▶ [Der Textauszug]
/---
Hagen / München Herder kauft Mehrheit an Buchhändler Thalia

Hagen / München · Der Finanzinvestor Advent verabschiedet sich von der Buchkette. Douglas-Miteigentümer Kreke stockt dagegen wieder auf.

Hagen / München: Herder kauft Mehrheit an Buchhändler Thalia
Foto: C. Schnettler

Stück für Stück hat sich der amerikanische Finanzinvestor Advent in den vergangenen Jahren von dem verabschiedet, was früher mal die Douglas-Gruppe war. Der Süßwaren-Anbieter Hussel und die Schmuckfirma Christ sind längst verkauft, Douglas selbst gehört seit 2015 mehrheitlich einem anderen Finanzinvestor, nämlich CVC. Jetzt bekommt auch die Buchhandelskette Thalia für einen angeblich dreistelligen Millionenbetrag einen neuen Mehrheitseigentümer - einen strategischen Investor. Zu 65 Prozent gehört Thalia künftig einer Holding, an der die Eigentümer der Verlagsgruppe Herder die Mehrheit halten. Die Familie Kreke, die einst Douglas gründete, stockt ihr Paket von 16 auf 35 Prozent auf.

Bei der Holding sind neben den Herders der Thalia-Chef Michael Busch und Internet-Experte Leif-Erik Göritz mit dabei. Göritz soll Aufsichtsratschef von Thalia werden - ein Bekenntnis zum Online-Handel. Jahrelang schrieb die Gruppe rote Zahlen, das Unternehmen hatte Riesenprobleme mit der stetig gewachsenen Konkurrenz im Online-Buchhandel, allen voran mit Amazon. Konsequenz: Der Finanzinvestor Advent und die Krekes unterzogen den Buchhändler einer harten Sanierung mit einschneidendem Stellen- und Filialabbau. Rund 280 Niederlassungen und etwa 4000 Mitarbeiter sind übrig geblieben. Online-Handel ist heute fester Bestandteil des Angebots, seit Jahren werden auch Spielwaren, CDs und DVDs verkauft. Ohne diese Neuausrichtung wäre Thalia nicht dauerhaft lebensfähig gewesen.

Ungeachtet dessen steht es nach Angaben des Käufers Herder "für die Erhaltung der innerstädtischen Lesekultur". Die mehrheitliche Übernahme von Thalia soll "auch ein Bekenntnis zum stationären Buchhandel" sein, wie Verleger Manuel Herder gestern unserer Zeitung sagte. "Als Verlag bedienen wir viele Buchhandlungen und sehen, dass der Handel sich wieder stabilisiert hat." Die Buchbranche, die seit Jahren mit Umsatzrückgängen zu kämpfen hat - zuletzt um 2,2 Prozent von 9,54 auf 9,32 Milliarden Euro - erlebt aktuell das Phänomen, dass der klassische Handel zumindest Marktanteile zurückerobern konnte: Über 54 Prozent aller Bücher wurden im vergangenen Jahr wieder in Buchläden gekauft.
\---
▶ [Bereitgestellte Daten]
/---
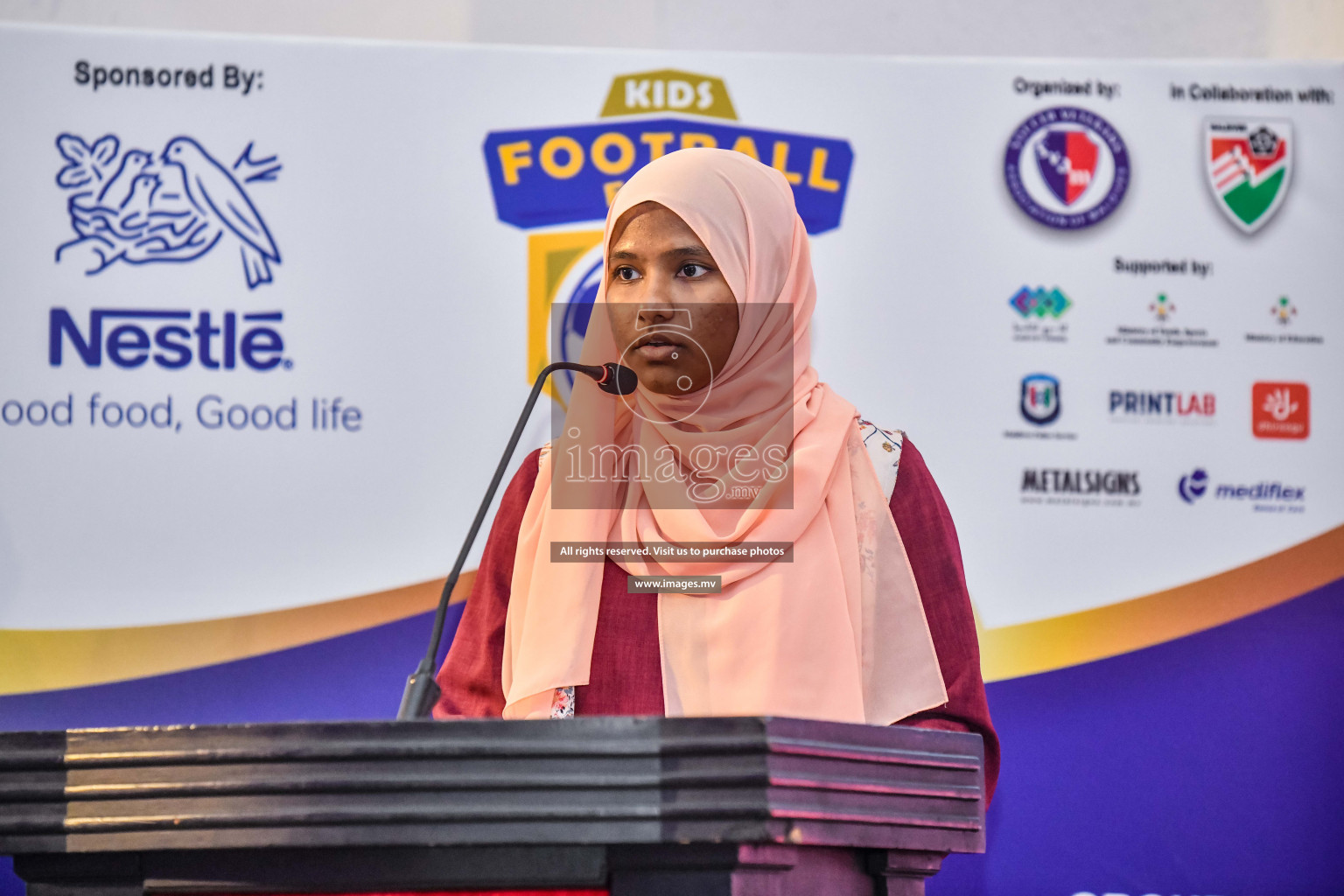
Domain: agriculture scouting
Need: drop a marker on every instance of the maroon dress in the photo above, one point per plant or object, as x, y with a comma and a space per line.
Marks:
626, 675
\---
▶ [Die Aufgaben]
A – Auf wie viel Prozent stockt die Familie Kreke laut dem Artikel über den Thalia-Verkauf ihren Anteil an Thalia auf?
B – Nenne alle Waren, die Thalia laut dem Artikel über den Thalia-Verkauf seit Jahren zusätzlich anbietet.
C – Setze den Artikel über den Thalia-Verkauf nach seinem letzten Satz fort.

▶ [Die Lösungen]
A – Auf 35 Prozent.

B – Spielwaren, CDs und DVDs.

C –
Dass das nicht immer so bleiben wird, wissen alle. Daher will Herder mit der Thalia-Übernahme stärker als bisher eine Omni-Channel-Strategie fahren - also "die Kunden online und offline in einem integrierten System ansprechen", so Manuel Herder. Auch vor diesem Hintergrund erscheinen digitale Bücher, deren Wachstumsraten ohnehin übersichtlich geworden sind, nicht mehr als Bedrohung. "E-Books waren nur so lange ein Schreckgespenst, wie wir damit noch nicht umgehen konnten und auch nicht wussten, wie der Markt sich entwickeln würde", so der Verleger.

Dabei mutet der Schritt von Herder eher konservativ an. Denn vor genau 20 Jahren trennte sich der Verlag von den eigenen Buchhandlungen - damals allerdings unter anderen Vorzeichen. Die neue Erweiterung des Verlags um eine Buchhandelskette, einen Online-Händler und einen eigenen E-Book-Reader ist zunächst verkaufsstrategisch motiviert. Eine Änderung des Verlagsprogramms - mit Büchern unter anderen von Benedikt XVI., Anselm Grün, Margot Käßmann und dem Dalai Lama - soll es nicht geben. "Thalia macht so weiter wie bisher, Herder macht so weiter wie bisher", so Manuel Herder.

Henning Kreke ist sein neuer Partner willkommen: "Die Familie Herder steht seit über 200 Jahren für die Leidenschaft für das Kulturgut Buch. Uns verbindet eine langjährig gepflegte Beziehung und ein gleiches Verständnis von familiengeführtem Unternehmertum. Deshalb bin ich überzeugt, dass wir gemeinsam mit unseren Partnern die richtige Expertise besitzen, um Thalia in eine erfolgreiche Zukunft zu führen", sagte er unserer Redaktion.